# [文書抜粋]
::::

維新代表選【政策・人間力分析】その3 梅村みずほさん
西村健(NPO法人日本公共利益研究所代表)
【まとめ】
・日本経済活性化のために、ベーシックインカムを強調している。
・母親の立場から教育の無償化の優先順位を高く設定。
・女性役員が24名うち1名しかいない維新において、女性代表として代表選に臨む。
日本維新の会の代表選、第3回は梅村みずほさん。
1978年9月10日生まれの43歳。愛知県名古屋市生まれ。父は金融機関につとめる転勤族、母は専業主婦の家庭に生まれる。富山県立呉羽高等学校卒業。2001年3月、立命館大学文学部卒業。旅行代理店のJTBに入社。2003年から、京都・大阪を中心にMBS・KBS・FM京都などを中心にフリーアナウンサー・タレントとして活動。タレントオフィスともだちに所属し、ラジオ・テレビ・イベント司会などで活動。華のある活動とはいえ、「レギュラーの仕事は週2コマ入る地方局のラジオニュースだけですし、お金もたくさんいただけるわけではありません」という実情だったようだ。

::::

# [以下の課題]
1. 梅村みずほさんの記事によると、大学卒業後に入社した会社はどこか。
2. 梅村みずほさんの記事を、最後の文の後から続けて書け。

# [提供資料]
::::

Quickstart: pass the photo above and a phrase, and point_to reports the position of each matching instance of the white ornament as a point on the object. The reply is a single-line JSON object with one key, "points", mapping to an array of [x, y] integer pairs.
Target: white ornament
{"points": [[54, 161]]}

::::

# [解答]
1. 旅行代理店のJTB。

2.
2009年4月よりフリーランスに転向した。2017年春、同じ立場の夢ある女性を応援したいという想いで「働き女性のためのトークスキルラボ」を始動し、話し方教室を運営。京都橘大学非常勤講師、京都府高等学校文化連盟放送専門部講師を務める。「幼少期からコミュニケーション能力を高める教育プログラムを作ろう」という思いを持っていたそう。2019年、参議院議員選挙に大阪府選挙区から立候補して、初当選。
■ 政策は?
日本大改革プランや維新八策をベースにしているものの、今回の選挙では以下の政策を掲げている。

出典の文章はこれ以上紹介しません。